==== Selected passage

Before Midnight, a Movie Review

Some things have a natural rhythm, like the tides (approximately every 6 hours) or the cicadas (every 17 years) or the planet Jupiter (every 12 years). But, I digress. Before Midnight is the third of a trilogy of films, on a cycle of nine years. "Before Sunset" was released in 1995 and "Before Sunrise" in 2004. Not only did I not see the first two films, I  knew nothing about them. However, apparently, there is a following. Nine years between films demands a devoted fan. Heck, even Harry Potter released a film every year or two.

Once again the New York Times raved, “That kind of uncertainty, a scary fact of life, is something most movies avoid. We prefer the magical thinking of neat endings, tidy plots and clear character arcs. Before Midnight” is a wonderful paradox: a movie passionately committed to the ideal of imperfection that is itself very close to perfect." I beg to differ.

========

## Using the information
1. Repeat the passage of the Before Midnight review from "Some things have" up to and including "year or two.".
2. Rewrite the paragraph of the Before Midnight review that begins "Once again the New York Times raved" in a shorter form, keeping its main facts.
3. Answer these questions using the Before Midnight review:
(a) How often does the planet Jupiter's cycle come around?
(b) Where does Before Midnight fall in its trilogy of films?
(c) Which newspaper does the review quote?

==== Information

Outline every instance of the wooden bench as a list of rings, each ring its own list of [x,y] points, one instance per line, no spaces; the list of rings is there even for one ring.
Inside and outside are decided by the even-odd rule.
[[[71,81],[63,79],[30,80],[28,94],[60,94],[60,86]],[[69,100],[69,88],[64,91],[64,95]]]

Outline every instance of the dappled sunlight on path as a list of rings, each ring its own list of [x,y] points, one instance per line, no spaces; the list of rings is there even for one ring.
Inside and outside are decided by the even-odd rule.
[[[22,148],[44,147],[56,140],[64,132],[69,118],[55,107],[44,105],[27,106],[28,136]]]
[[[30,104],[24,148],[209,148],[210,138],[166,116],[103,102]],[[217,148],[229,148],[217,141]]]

========

## Task answers
1.
Some things have a natural rhythm, like the tides (approximately every 6 hours) or the cicadas (every 17 years) or the planet Jupiter (every 12 years). But, I digress. Before Midnight is the third of a trilogy of films, on a cycle of nine years. "Before Sunset" was released in 1995 and "Before Sunrise" in 2004. Not only did I not see the first two films, I  knew nothing about them. However, apparently, there is a following. Nine years between films demands a devoted fan. Heck, even Harry Potter released a film every year or two.

2. The New York Times praised Before Midnight for facing uncertainty, which most movies avoid in favor of neat endings, tidy plots and clear character arcs. It called the film a paradox: a movie committed to imperfection that is itself nearly perfect. The reviewer disagrees.

3.
(a) Every 12 years.
(b) It is the third film.
(c) The New York Times.